Written problem 1: Please filter the rows and keep each one that contains the string "floral", treating uppercase and lowercase as different.
** start of Document segment **
# MK4 jetta shaved bay



## BiH (Nov 27, 2000)

*MK4 jetta shaved engine bay and body work*

some pics of body work progress on my '03 jetta wolfy 

engine removed 










testing a engine motor mount, weird looking one too 











removing some of the seam sealant 



















me trying to do some body work, after about a week of frustration I gave up and called on someone that know what they are doing 
primered it 




















most of the welding and shaving done and primered! 










painted bay, pics a bit crappy due to phone!


----------



## deletedo1m (Jul 10, 2007)

Looks good so far. :thumbup:


----------



## BiH (Nov 27, 2000)

got some more progress pics! 

rear spoiler


----------



## tomespo (Jul 21, 2008)

wheres the pic of the bay?


----------



## BiH (Nov 27, 2000)

I just fixed the link and added some more. its a slow progress as hes doing this and another mk4 in his free time. 

shaved rubstrip on rear bumper










another pif of how rear spoiler looks like









after he did the spoiler I had the bright idea to do the euro tub and instead of spending crazy moneys on real one he had me one made. looks ugly now 









primered trunk, euro tub and lower blend piece on trrunk lid. real metal molded and welded piece, none of that fiberglass crap

















more pics to come in next few days


----------



## tomespo (Jul 21, 2008)

looking pretty good, who is doing the bodywork?


----------



## BiH (Nov 27, 2000)

I dont think hes on vortex, met him thru a friend. he does regular collision body work but this is something he likes to do on side on vw's. he does some good work and has basicly done everything i wanted him to do...
im still debating whether to do wider flares or not. hes doing another mk4 4 door golf 1.8t and he has started widening rear qt's, 1.5" wider! 
roof antenna has been shaved, hood notch welded, fender turn signal holes shaved, door moulding holes have been shaved, engine bay has been shaved, trunk done so the only thing that hasnt been touched is rear qt's! simple body kit, emphase side skirts and rear valance, and rieger front 4-motion look valance! nothing flashy but exactly what I liked and wanted!


----------



## tomespo (Jul 21, 2008)

gotcha, my frame rails look almost exact. Why did you leave the parts that the bracket goes to from the top of the motor mounts? just curious
pic of my bay


----------



## BiH (Nov 27, 2000)

I felt that they offer some sort of strut brace effect so I left them alone. he had them molded in so they are seamless! he got rid of the bracket for my hood strut so I still have to figure out what to do there! looks good so far, are you leaving the top lip or cutting it off


----------



## tomespo (Jul 21, 2008)

Oh alright, top lip is staying how it is.


----------



## spitfire481 (Mar 21, 2007)

love that deck lid :thumbup: any reason for keeping it silver though?


----------



## BiH (Nov 27, 2000)

engine bay or the car? I dunno just didnt feel like doing it any other color. engine is painted and powdercoated all the way thru so i guess that works. blue and titanium metallic is the only other colors I really like tho but I told my body guy to keep the car reflex, didnt felt like changing color. 

alternator and some other bits powdercoated.
** end of Document segment **
** start of Provided records **
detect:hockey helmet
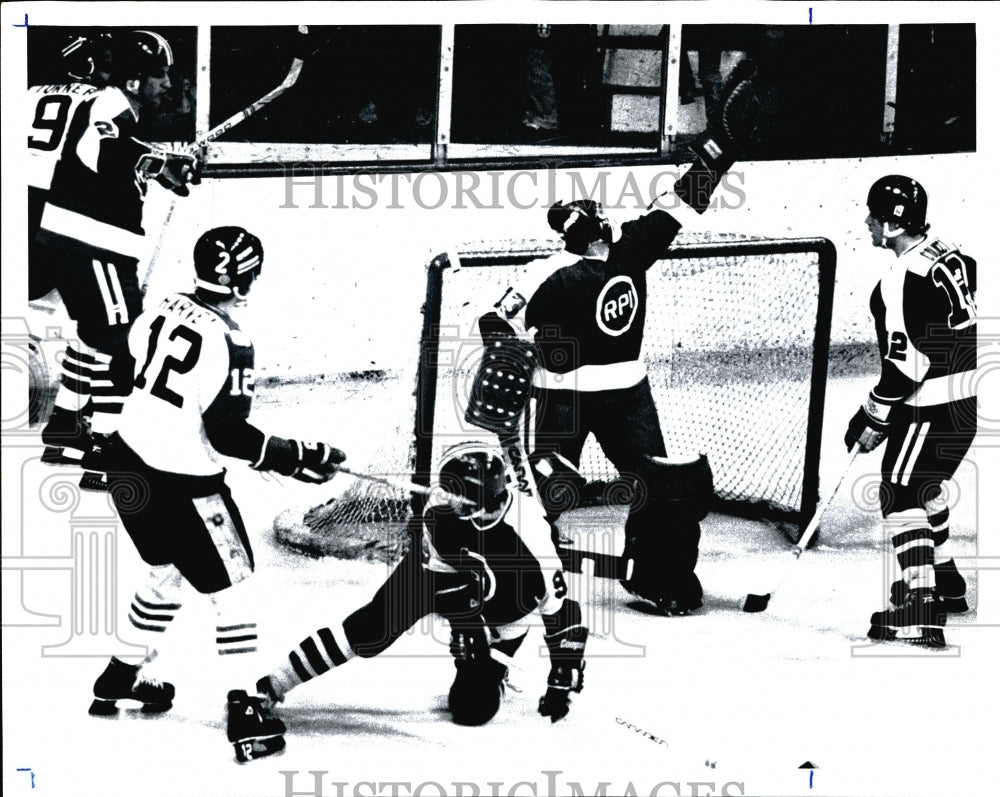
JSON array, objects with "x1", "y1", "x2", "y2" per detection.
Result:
[
  {"x1": 194, "y1": 227, "x2": 264, "y2": 300},
  {"x1": 438, "y1": 443, "x2": 510, "y2": 519},
  {"x1": 114, "y1": 30, "x2": 174, "y2": 86},
  {"x1": 59, "y1": 33, "x2": 111, "y2": 83},
  {"x1": 868, "y1": 174, "x2": 929, "y2": 238},
  {"x1": 548, "y1": 199, "x2": 611, "y2": 255},
  {"x1": 60, "y1": 35, "x2": 94, "y2": 81}
]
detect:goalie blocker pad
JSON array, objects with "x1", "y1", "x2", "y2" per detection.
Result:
[{"x1": 465, "y1": 336, "x2": 538, "y2": 435}]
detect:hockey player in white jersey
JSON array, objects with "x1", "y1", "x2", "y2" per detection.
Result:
[
  {"x1": 240, "y1": 443, "x2": 589, "y2": 756},
  {"x1": 90, "y1": 227, "x2": 345, "y2": 751},
  {"x1": 37, "y1": 31, "x2": 197, "y2": 487},
  {"x1": 844, "y1": 174, "x2": 978, "y2": 647},
  {"x1": 467, "y1": 61, "x2": 759, "y2": 615}
]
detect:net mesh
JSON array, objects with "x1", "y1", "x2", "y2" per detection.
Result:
[{"x1": 278, "y1": 236, "x2": 828, "y2": 552}]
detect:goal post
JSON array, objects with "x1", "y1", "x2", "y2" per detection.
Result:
[{"x1": 279, "y1": 236, "x2": 836, "y2": 553}]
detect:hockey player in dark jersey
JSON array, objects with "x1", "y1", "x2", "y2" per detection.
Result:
[
  {"x1": 845, "y1": 175, "x2": 978, "y2": 647},
  {"x1": 27, "y1": 34, "x2": 111, "y2": 302},
  {"x1": 472, "y1": 61, "x2": 758, "y2": 615},
  {"x1": 241, "y1": 443, "x2": 588, "y2": 754},
  {"x1": 90, "y1": 227, "x2": 345, "y2": 750},
  {"x1": 37, "y1": 31, "x2": 197, "y2": 487}
]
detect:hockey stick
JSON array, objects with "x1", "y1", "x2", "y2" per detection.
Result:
[
  {"x1": 743, "y1": 443, "x2": 861, "y2": 613},
  {"x1": 337, "y1": 465, "x2": 476, "y2": 506},
  {"x1": 139, "y1": 25, "x2": 309, "y2": 296}
]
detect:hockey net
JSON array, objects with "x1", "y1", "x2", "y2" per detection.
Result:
[{"x1": 276, "y1": 237, "x2": 836, "y2": 558}]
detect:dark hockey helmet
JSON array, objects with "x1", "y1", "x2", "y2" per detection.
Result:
[
  {"x1": 60, "y1": 35, "x2": 95, "y2": 81},
  {"x1": 194, "y1": 227, "x2": 264, "y2": 300},
  {"x1": 60, "y1": 33, "x2": 112, "y2": 83},
  {"x1": 548, "y1": 199, "x2": 611, "y2": 255},
  {"x1": 868, "y1": 174, "x2": 929, "y2": 237},
  {"x1": 438, "y1": 443, "x2": 509, "y2": 518},
  {"x1": 113, "y1": 30, "x2": 174, "y2": 86}
]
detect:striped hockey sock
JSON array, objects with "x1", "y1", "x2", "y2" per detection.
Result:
[
  {"x1": 128, "y1": 565, "x2": 183, "y2": 664},
  {"x1": 91, "y1": 351, "x2": 125, "y2": 434},
  {"x1": 267, "y1": 625, "x2": 357, "y2": 700},
  {"x1": 884, "y1": 509, "x2": 934, "y2": 590},
  {"x1": 55, "y1": 341, "x2": 98, "y2": 413}
]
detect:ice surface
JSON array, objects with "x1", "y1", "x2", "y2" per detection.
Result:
[{"x1": 3, "y1": 380, "x2": 997, "y2": 797}]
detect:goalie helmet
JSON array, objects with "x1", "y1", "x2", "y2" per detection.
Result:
[
  {"x1": 194, "y1": 227, "x2": 264, "y2": 301},
  {"x1": 548, "y1": 199, "x2": 611, "y2": 255},
  {"x1": 438, "y1": 443, "x2": 511, "y2": 521},
  {"x1": 868, "y1": 174, "x2": 930, "y2": 238},
  {"x1": 114, "y1": 30, "x2": 174, "y2": 86}
]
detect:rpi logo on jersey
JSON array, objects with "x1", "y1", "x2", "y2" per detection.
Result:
[{"x1": 597, "y1": 275, "x2": 639, "y2": 337}]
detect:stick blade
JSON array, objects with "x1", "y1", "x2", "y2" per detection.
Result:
[{"x1": 743, "y1": 592, "x2": 771, "y2": 614}]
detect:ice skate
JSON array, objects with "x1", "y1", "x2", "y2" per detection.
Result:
[
  {"x1": 90, "y1": 658, "x2": 174, "y2": 717},
  {"x1": 868, "y1": 589, "x2": 947, "y2": 648},
  {"x1": 226, "y1": 689, "x2": 285, "y2": 763}
]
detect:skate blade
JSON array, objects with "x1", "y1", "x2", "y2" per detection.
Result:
[
  {"x1": 80, "y1": 471, "x2": 108, "y2": 493},
  {"x1": 938, "y1": 597, "x2": 969, "y2": 614},
  {"x1": 87, "y1": 697, "x2": 174, "y2": 717},
  {"x1": 233, "y1": 736, "x2": 285, "y2": 764},
  {"x1": 868, "y1": 625, "x2": 948, "y2": 648},
  {"x1": 42, "y1": 446, "x2": 83, "y2": 465}
]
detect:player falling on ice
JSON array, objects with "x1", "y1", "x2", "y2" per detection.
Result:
[
  {"x1": 236, "y1": 443, "x2": 588, "y2": 761},
  {"x1": 90, "y1": 227, "x2": 344, "y2": 752},
  {"x1": 469, "y1": 61, "x2": 759, "y2": 615},
  {"x1": 844, "y1": 174, "x2": 978, "y2": 647},
  {"x1": 37, "y1": 30, "x2": 197, "y2": 489}
]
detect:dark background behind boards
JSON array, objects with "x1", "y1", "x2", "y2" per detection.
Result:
[{"x1": 27, "y1": 22, "x2": 977, "y2": 160}]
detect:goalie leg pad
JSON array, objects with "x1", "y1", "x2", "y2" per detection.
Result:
[
  {"x1": 622, "y1": 455, "x2": 714, "y2": 615},
  {"x1": 465, "y1": 337, "x2": 538, "y2": 434}
]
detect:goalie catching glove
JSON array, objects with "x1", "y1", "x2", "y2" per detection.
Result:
[
  {"x1": 844, "y1": 391, "x2": 895, "y2": 454},
  {"x1": 465, "y1": 324, "x2": 538, "y2": 435},
  {"x1": 136, "y1": 149, "x2": 201, "y2": 196},
  {"x1": 250, "y1": 437, "x2": 347, "y2": 484}
]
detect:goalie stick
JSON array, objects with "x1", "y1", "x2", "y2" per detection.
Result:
[
  {"x1": 140, "y1": 25, "x2": 309, "y2": 296},
  {"x1": 743, "y1": 443, "x2": 861, "y2": 613},
  {"x1": 337, "y1": 465, "x2": 476, "y2": 506}
]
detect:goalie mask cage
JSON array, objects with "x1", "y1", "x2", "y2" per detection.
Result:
[{"x1": 282, "y1": 236, "x2": 836, "y2": 552}]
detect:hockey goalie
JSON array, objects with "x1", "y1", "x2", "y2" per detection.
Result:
[{"x1": 466, "y1": 61, "x2": 760, "y2": 615}]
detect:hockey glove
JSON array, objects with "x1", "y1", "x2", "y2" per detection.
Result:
[
  {"x1": 136, "y1": 150, "x2": 201, "y2": 196},
  {"x1": 251, "y1": 437, "x2": 347, "y2": 484},
  {"x1": 465, "y1": 338, "x2": 538, "y2": 435},
  {"x1": 844, "y1": 392, "x2": 893, "y2": 454},
  {"x1": 433, "y1": 570, "x2": 493, "y2": 620},
  {"x1": 538, "y1": 659, "x2": 586, "y2": 722},
  {"x1": 538, "y1": 598, "x2": 590, "y2": 722},
  {"x1": 691, "y1": 59, "x2": 761, "y2": 174}
]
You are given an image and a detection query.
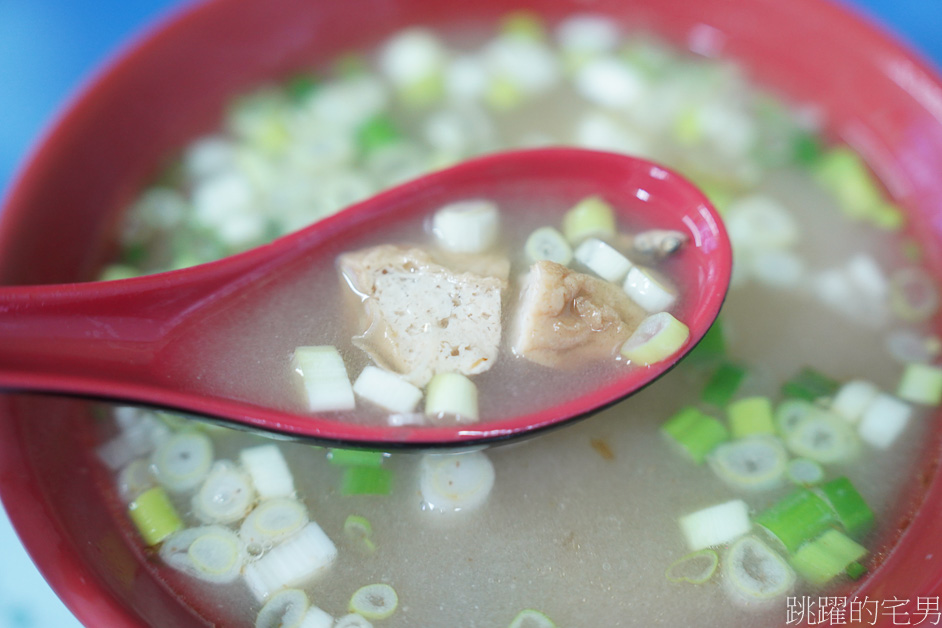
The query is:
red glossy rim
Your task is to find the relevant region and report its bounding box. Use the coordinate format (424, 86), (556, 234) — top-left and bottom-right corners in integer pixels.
(0, 0), (942, 627)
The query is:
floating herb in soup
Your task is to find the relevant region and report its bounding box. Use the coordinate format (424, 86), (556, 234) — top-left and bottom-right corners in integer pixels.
(90, 16), (942, 628)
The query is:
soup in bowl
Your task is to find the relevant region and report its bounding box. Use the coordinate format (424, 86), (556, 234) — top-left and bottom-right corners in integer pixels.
(0, 1), (942, 626)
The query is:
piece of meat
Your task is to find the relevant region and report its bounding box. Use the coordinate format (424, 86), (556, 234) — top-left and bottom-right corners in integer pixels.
(510, 261), (645, 368)
(339, 245), (509, 386)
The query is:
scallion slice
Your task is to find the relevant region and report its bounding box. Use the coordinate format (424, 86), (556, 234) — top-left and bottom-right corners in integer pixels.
(791, 530), (867, 586)
(680, 499), (752, 552)
(160, 525), (246, 583)
(664, 549), (720, 584)
(707, 436), (788, 491)
(340, 467), (392, 495)
(128, 486), (183, 545)
(419, 451), (495, 512)
(815, 477), (873, 538)
(661, 406), (729, 464)
(239, 497), (308, 554)
(704, 364), (746, 407)
(255, 589), (310, 628)
(726, 397), (775, 438)
(755, 489), (837, 553)
(349, 583), (399, 621)
(723, 536), (795, 604)
(151, 430), (213, 493)
(193, 460), (256, 523)
(507, 608), (556, 628)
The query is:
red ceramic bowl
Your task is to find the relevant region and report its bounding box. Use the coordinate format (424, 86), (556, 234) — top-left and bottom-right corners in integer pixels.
(0, 0), (942, 628)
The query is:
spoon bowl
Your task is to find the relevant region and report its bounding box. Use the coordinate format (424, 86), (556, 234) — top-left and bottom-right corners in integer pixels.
(0, 148), (732, 449)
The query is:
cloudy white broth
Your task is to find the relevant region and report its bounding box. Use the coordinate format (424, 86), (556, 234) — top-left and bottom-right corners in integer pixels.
(98, 14), (942, 628)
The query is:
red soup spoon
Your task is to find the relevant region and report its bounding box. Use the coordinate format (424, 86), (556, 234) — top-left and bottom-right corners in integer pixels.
(0, 148), (732, 449)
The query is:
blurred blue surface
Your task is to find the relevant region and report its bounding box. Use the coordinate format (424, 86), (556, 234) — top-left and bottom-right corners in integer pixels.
(0, 0), (942, 628)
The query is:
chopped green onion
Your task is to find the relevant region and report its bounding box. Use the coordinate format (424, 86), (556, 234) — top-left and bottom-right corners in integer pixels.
(857, 393), (913, 449)
(152, 430), (213, 493)
(419, 451), (495, 513)
(432, 199), (500, 253)
(573, 238), (632, 282)
(679, 499), (752, 552)
(816, 477), (873, 538)
(349, 583), (399, 620)
(563, 196), (615, 244)
(726, 397), (775, 438)
(291, 345), (356, 412)
(785, 408), (859, 464)
(255, 589), (310, 628)
(785, 458), (824, 486)
(327, 447), (386, 467)
(193, 460), (256, 523)
(239, 444), (294, 499)
(831, 379), (880, 423)
(782, 367), (840, 401)
(128, 486), (183, 546)
(244, 521), (337, 600)
(524, 227), (572, 266)
(425, 373), (480, 422)
(791, 530), (867, 586)
(664, 549), (720, 584)
(340, 467), (392, 495)
(755, 489), (836, 553)
(723, 536), (795, 604)
(621, 312), (690, 366)
(239, 497), (309, 554)
(707, 435), (788, 491)
(896, 362), (942, 406)
(343, 515), (376, 554)
(704, 364), (746, 407)
(661, 406), (729, 464)
(507, 608), (556, 628)
(160, 525), (246, 583)
(357, 114), (402, 153)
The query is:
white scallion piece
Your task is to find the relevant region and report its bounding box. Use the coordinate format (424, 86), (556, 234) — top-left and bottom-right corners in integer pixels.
(291, 345), (356, 412)
(160, 525), (246, 583)
(785, 409), (860, 464)
(353, 365), (422, 414)
(239, 497), (309, 554)
(680, 499), (752, 552)
(151, 430), (213, 493)
(425, 373), (480, 422)
(298, 606), (334, 628)
(255, 589), (310, 628)
(573, 238), (632, 283)
(334, 613), (373, 628)
(350, 583), (399, 621)
(524, 227), (572, 266)
(722, 536), (795, 605)
(507, 608), (556, 628)
(896, 363), (942, 406)
(419, 451), (494, 512)
(432, 199), (500, 253)
(621, 312), (690, 365)
(239, 445), (294, 499)
(857, 393), (913, 449)
(624, 266), (677, 314)
(193, 460), (256, 523)
(831, 379), (880, 423)
(707, 436), (788, 491)
(243, 521), (337, 600)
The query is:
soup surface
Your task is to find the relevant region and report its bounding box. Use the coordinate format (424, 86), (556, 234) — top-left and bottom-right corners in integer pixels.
(99, 15), (942, 627)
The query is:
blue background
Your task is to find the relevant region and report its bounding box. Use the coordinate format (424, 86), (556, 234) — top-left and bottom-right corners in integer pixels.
(0, 0), (942, 628)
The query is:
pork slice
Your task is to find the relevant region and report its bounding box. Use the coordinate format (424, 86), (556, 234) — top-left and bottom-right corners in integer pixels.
(511, 261), (645, 368)
(340, 245), (506, 386)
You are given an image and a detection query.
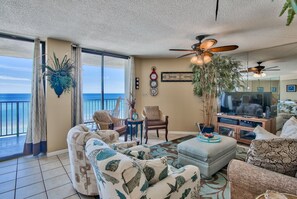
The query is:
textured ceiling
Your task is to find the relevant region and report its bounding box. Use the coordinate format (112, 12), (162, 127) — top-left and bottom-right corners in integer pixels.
(0, 0), (297, 77)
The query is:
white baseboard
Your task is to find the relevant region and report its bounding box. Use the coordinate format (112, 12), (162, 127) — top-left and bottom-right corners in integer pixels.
(168, 131), (198, 135)
(46, 149), (68, 157)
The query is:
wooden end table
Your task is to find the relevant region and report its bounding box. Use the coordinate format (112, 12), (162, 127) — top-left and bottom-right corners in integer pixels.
(125, 119), (143, 144)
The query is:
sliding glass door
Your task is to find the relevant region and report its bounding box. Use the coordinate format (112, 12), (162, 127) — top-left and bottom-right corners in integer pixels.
(82, 50), (128, 122)
(82, 53), (102, 122)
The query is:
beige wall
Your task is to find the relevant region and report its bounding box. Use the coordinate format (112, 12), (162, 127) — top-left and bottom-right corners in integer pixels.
(135, 59), (203, 131)
(46, 39), (71, 152)
(280, 79), (297, 100)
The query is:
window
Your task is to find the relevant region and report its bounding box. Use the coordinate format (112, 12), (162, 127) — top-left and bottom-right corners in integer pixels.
(82, 50), (128, 122)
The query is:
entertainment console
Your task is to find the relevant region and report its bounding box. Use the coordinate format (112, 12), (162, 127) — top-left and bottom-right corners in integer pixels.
(217, 115), (276, 144)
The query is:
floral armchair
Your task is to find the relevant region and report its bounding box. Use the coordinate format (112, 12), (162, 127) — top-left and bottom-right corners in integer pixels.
(86, 138), (200, 199)
(67, 124), (149, 195)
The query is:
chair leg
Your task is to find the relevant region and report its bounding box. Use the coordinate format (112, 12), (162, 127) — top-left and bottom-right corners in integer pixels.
(145, 129), (148, 144)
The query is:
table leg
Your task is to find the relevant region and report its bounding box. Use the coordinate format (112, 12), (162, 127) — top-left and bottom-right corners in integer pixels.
(140, 123), (143, 145)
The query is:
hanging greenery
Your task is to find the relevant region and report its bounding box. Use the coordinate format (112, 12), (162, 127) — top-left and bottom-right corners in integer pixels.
(279, 0), (297, 26)
(191, 55), (242, 126)
(44, 53), (75, 97)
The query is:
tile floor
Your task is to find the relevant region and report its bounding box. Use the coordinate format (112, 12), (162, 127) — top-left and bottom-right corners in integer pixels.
(0, 132), (185, 199)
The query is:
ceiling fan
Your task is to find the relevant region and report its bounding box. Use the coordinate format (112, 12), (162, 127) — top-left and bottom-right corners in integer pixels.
(239, 61), (280, 77)
(169, 35), (238, 65)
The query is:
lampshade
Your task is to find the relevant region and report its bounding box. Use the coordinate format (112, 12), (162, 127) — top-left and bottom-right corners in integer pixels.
(253, 72), (266, 77)
(191, 54), (211, 65)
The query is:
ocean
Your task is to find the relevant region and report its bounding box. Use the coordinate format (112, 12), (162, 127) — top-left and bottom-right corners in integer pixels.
(0, 93), (125, 137)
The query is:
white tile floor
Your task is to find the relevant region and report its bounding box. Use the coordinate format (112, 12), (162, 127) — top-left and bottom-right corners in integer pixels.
(0, 132), (185, 199)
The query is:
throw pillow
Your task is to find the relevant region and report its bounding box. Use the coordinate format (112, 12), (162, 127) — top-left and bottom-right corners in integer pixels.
(246, 138), (297, 177)
(253, 126), (278, 140)
(134, 157), (168, 186)
(144, 106), (160, 120)
(280, 116), (297, 137)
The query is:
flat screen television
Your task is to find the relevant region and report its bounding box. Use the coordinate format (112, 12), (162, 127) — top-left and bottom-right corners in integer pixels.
(220, 92), (272, 117)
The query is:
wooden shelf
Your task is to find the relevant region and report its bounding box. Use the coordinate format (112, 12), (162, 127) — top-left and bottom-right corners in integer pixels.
(216, 115), (275, 144)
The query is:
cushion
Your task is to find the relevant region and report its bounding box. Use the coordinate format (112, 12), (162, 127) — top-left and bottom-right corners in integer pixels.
(254, 126), (278, 140)
(134, 157), (168, 186)
(144, 106), (160, 120)
(246, 138), (297, 177)
(147, 120), (166, 126)
(280, 116), (297, 138)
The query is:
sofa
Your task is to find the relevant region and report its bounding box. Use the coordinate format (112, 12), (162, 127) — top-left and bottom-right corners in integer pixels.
(227, 138), (297, 199)
(86, 138), (200, 199)
(67, 124), (149, 196)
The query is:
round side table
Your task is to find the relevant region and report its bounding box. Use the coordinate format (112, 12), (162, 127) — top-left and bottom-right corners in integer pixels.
(125, 119), (143, 144)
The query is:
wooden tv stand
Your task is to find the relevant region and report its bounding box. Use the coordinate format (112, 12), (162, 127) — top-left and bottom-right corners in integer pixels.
(217, 115), (275, 144)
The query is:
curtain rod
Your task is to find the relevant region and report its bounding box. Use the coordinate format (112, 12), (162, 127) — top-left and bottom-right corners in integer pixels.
(0, 32), (45, 43)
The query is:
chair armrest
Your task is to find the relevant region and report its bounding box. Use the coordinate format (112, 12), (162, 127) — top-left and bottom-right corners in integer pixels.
(112, 141), (137, 148)
(146, 165), (200, 198)
(96, 130), (119, 143)
(228, 160), (297, 199)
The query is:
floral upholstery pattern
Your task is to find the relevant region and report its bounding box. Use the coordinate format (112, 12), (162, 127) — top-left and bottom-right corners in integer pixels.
(247, 138), (297, 177)
(67, 124), (139, 195)
(86, 138), (200, 199)
(134, 157), (168, 186)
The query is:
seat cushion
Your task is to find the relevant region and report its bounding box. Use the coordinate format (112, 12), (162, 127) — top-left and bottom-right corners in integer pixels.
(177, 136), (237, 163)
(147, 120), (166, 126)
(247, 138), (297, 177)
(144, 106), (160, 120)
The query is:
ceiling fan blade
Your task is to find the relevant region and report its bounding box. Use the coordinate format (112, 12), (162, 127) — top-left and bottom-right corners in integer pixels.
** end of Provided records **
Written problem 2: For each statement, say whether it agrees with the Jetta thread, answering yes or no and quoting the deciding words of the Jetta thread. (a) The euro tub on the car is a purchased real one. (b) The roof antenna has been shaved. (c) tomespo plans to cut off the top lip.

Task answer 1:
floral armchair
floral upholstery pattern

Task answer 2:
(a) No: "instead of spending crazy moneys on real one he had me one made"
(b) Yes: "roof antenna has been shaved"
(c) No: "top lip is staying how it is"